» **ARBEITSANWEISUNGEN**
• 1. Beantworte, in welche Sprachen der Roman laut dem Text über „Mission: London“ vor der deutschen Ausgabe übersetzt worden war.
• 2. Gib im Text über „Mission: London“ die Passage von „Alek Popovs Roman“ bis einschließlich „einen bitter-traurigen Nachgeschmack.“ aktualisiert wieder, wobei „urkomisch“ durch „überaus komisch“ ersetzt wird.
• 3. Schreibe den Text über „Mission: London“ im Anschluss an seinen letzten Satz weiter.

» **VORLIEGENDER TEXT**
= = =

Alek Popov: "Mission: London"


Alek Popovs Roman "Mission: London" erschien fünf Jahre nach seiner Erstveröffentlichung in Sofia und etliche Zeit nach Übersetzungen ins Französische, Ungarische und Englische dank der Initiative des Residenz Verlags auch in deutscher Sprache. Das Buch ist ein mit geschliffenen literarischen Instrumenten geschriebener Klamauk-Roman über die allmächtige Bürokratie, darüber, was Behörden aus Menschen machen und welche Menschen Behörden brauchen, um zu funktionieren. Der Roman kommt urkomisch daher und hinterlässt doch einen bitter-traurigen Nachgeschmack.

Die bulgarische Botschaft in London ist schon seit einiger Zeit ohne Leitung. Die Auswahl eines neuen Botschafters hat sich hingezogen in Sofia, wohl auch verursacht durch die bevorstehenden Verhandlungen über einen baldigen Beitritt des postkommunistischen Landes zur EU.

= = =

Einträge zur Segmentierungsannotation:
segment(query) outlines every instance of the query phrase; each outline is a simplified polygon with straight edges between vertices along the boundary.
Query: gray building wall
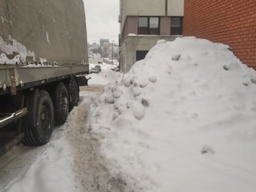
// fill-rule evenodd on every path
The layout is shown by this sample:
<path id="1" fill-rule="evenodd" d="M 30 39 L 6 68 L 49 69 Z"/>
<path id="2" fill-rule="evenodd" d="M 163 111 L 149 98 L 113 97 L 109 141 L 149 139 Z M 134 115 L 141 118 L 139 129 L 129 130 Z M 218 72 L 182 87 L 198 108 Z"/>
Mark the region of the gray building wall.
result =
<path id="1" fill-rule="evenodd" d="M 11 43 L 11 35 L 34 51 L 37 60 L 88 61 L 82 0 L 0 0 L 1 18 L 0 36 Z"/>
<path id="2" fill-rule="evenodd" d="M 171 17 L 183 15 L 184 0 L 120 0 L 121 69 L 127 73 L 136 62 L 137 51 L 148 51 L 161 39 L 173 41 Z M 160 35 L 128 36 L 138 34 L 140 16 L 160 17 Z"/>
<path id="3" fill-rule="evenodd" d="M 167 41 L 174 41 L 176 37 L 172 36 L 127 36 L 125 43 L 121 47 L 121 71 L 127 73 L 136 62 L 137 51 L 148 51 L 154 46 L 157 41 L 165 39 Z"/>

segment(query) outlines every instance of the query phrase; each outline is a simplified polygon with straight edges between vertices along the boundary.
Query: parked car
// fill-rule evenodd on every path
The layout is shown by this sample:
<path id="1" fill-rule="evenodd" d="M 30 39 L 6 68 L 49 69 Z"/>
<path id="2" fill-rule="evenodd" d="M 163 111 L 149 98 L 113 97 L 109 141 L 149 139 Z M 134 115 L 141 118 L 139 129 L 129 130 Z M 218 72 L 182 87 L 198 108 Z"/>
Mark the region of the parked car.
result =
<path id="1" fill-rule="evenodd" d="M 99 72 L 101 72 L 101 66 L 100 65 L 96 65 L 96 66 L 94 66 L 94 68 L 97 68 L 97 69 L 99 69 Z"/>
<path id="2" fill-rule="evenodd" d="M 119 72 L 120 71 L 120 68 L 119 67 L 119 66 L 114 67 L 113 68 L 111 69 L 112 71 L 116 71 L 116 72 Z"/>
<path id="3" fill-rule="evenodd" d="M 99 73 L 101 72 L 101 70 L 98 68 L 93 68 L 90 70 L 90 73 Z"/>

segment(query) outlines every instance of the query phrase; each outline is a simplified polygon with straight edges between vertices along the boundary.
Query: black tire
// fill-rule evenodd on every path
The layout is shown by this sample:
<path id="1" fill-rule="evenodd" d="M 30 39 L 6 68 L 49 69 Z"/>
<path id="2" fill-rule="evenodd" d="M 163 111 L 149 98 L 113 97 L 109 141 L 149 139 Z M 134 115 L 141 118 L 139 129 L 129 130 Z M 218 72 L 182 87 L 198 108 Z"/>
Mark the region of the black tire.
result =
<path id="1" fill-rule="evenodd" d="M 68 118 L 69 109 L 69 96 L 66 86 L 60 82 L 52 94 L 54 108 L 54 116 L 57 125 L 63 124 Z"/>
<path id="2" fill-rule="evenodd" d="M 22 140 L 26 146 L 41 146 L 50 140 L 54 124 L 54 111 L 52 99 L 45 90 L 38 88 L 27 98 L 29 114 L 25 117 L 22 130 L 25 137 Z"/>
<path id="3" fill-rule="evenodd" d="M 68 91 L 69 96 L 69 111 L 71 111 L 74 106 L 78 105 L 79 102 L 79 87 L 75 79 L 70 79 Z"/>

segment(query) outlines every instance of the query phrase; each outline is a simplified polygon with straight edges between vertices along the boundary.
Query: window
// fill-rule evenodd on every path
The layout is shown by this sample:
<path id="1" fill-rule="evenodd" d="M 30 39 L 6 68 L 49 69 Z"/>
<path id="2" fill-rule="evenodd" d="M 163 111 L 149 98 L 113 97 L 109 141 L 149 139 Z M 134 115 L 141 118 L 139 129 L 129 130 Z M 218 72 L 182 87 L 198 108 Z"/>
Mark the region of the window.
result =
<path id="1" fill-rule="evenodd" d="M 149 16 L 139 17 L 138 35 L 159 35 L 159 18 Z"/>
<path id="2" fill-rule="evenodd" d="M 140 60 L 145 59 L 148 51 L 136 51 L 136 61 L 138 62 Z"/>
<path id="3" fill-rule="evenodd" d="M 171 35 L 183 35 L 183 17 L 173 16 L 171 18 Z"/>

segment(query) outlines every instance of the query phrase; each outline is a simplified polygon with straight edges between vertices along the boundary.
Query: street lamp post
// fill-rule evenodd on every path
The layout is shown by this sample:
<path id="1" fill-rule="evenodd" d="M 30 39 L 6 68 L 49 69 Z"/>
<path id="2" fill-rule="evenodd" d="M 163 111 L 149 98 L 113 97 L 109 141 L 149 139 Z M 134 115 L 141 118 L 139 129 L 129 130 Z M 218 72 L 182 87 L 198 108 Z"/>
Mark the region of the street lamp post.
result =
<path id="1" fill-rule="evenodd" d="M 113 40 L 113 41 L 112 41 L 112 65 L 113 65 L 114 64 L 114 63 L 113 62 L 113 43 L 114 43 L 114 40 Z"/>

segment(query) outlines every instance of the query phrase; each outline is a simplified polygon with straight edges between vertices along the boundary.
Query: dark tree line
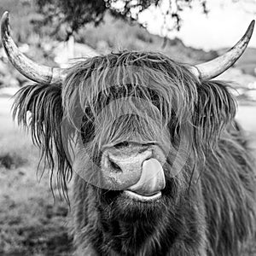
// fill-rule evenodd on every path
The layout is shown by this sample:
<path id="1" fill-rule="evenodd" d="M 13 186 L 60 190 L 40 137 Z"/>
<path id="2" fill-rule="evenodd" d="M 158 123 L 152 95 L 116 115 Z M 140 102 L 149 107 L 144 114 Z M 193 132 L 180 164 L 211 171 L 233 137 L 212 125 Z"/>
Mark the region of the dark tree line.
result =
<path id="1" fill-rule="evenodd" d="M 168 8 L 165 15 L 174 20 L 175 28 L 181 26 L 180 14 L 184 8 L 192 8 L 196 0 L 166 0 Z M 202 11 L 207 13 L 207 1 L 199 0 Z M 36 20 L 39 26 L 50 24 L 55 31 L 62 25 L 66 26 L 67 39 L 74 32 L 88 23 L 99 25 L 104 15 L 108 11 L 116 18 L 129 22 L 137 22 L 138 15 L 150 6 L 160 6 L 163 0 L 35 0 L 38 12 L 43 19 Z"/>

= = =

» **ERGEBNISSE JE AUFGABE**
• 1. Ins Französische, Ungarische und Englische.

• 2.
Alek Popovs Roman "Mission: London" erschien fünf Jahre nach seiner Erstveröffentlichung in Sofia und etliche Zeit nach Übersetzungen ins Französische, Ungarische und Englische dank der Initiative des Residenz Verlags auch in deutscher Sprache. Das Buch ist ein mit geschliffenen literarischen Instrumenten geschriebener Klamauk-Roman über die allmächtige Bürokratie, darüber, was Behörden aus Menschen machen und welche Menschen Behörden brauchen, um zu funktionieren. Der Roman kommt überaus komisch daher und hinterlässt doch einen bitter-traurigen Nachgeschmack.

• 3.
Während dieser Botschaftervakanz ist in der Botschaft der Schlendrian eingekehrt, den alle noch verbliebenen Mitarbeiter genießen. Etliche profitieren davon, dass sie einfach Zimmer an andere Bulgaren vermietet haben, Andere wickeln ihre krummen, halbseidenen Geschäfte ab, und es werden noch Feste gefeiert, obwohl die Mittel knapp geworden sind.

Als der Botschafter Varadin Dimitrov drei Tage vor dem Plan in London eintrifft, fängt er sofort an, aufzuräumen und bringt alles durcheinander. Aber er behält die Ruhe. Eine mysteriöse Zahlentherapie nach Dr. Popolen soll ihm dabei helfen. Wenn man Ärger hat, gibt man selbigem eine Note zwischen eins und hundert und sagt sie laut. Beim nächsten Anlass muss die Zahl niedriger sein, und so gelangt man irgendwann zu der total entspannten Eins. Dass Umstehende den solches Praktizierenden vielleicht verstört ansehen, darf diesen nicht aus der Fassung bringen.

Jahrelang hat Varadin in Sofia dafür gekämpft, diesen Posten zu bekommen und nicht in irgendein Dritte-Welt-Land abgeschoben zu werden. Und er will dieses Privileg verteidigen, zumal er weiß, dass die Rückkehr nach Bulgarien grausam wird.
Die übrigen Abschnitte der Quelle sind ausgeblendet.